- _RECORDS PROVIDED_:
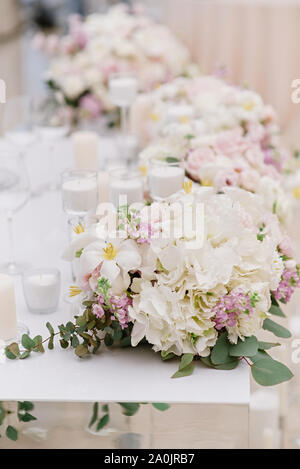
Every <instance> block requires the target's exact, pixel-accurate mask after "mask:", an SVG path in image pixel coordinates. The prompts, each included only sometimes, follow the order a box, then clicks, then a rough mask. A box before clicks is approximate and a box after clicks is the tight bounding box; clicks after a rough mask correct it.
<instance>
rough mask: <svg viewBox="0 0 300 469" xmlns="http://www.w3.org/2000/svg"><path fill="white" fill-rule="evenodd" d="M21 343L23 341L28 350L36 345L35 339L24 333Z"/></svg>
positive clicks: (25, 347) (24, 347) (23, 342)
mask: <svg viewBox="0 0 300 469" xmlns="http://www.w3.org/2000/svg"><path fill="white" fill-rule="evenodd" d="M21 343H22V345H23V347H24V348H26V349H27V350H31V349H32V348H34V346H35V343H34V341H33V340H32V339H31V338H30V337H29V335H28V334H23V335H22V341H21Z"/></svg>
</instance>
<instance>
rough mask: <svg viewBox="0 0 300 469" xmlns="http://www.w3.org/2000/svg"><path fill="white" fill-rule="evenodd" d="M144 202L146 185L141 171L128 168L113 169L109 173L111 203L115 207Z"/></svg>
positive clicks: (119, 168)
mask: <svg viewBox="0 0 300 469" xmlns="http://www.w3.org/2000/svg"><path fill="white" fill-rule="evenodd" d="M143 200H144V183H143V178H142V175H141V173H140V172H139V171H132V170H128V169H126V168H117V169H113V170H111V171H110V173H109V201H110V202H111V203H112V204H114V206H115V207H118V206H119V205H126V204H128V205H131V204H134V203H136V202H143Z"/></svg>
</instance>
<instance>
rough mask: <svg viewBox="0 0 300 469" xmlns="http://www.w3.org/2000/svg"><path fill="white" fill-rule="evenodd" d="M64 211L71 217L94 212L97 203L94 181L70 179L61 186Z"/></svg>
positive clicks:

- _EXERCISE DETAILS_: Filter the entries above down to the lines that hold the word "rough", and copy those lines.

- _FINAL ANSWER_:
Every <instance> block requires the target's exact, pixel-accurate mask after "mask:", an SVG path in image pixel coordinates. The prompts, each included only sometimes, follow the order a box, then clicks, then a rough mask. A box before clicks is approximate and a box after clicks is the tight bounding box; clicks after a rough mask correct it.
rough mask: <svg viewBox="0 0 300 469" xmlns="http://www.w3.org/2000/svg"><path fill="white" fill-rule="evenodd" d="M21 343L23 341L28 350L36 345L35 339L24 333Z"/></svg>
rough mask: <svg viewBox="0 0 300 469" xmlns="http://www.w3.org/2000/svg"><path fill="white" fill-rule="evenodd" d="M144 202L146 185L141 171L128 168L113 169L109 173L111 203L115 207Z"/></svg>
rough mask: <svg viewBox="0 0 300 469" xmlns="http://www.w3.org/2000/svg"><path fill="white" fill-rule="evenodd" d="M64 211L71 217L94 212L97 203L94 181L70 179L61 186Z"/></svg>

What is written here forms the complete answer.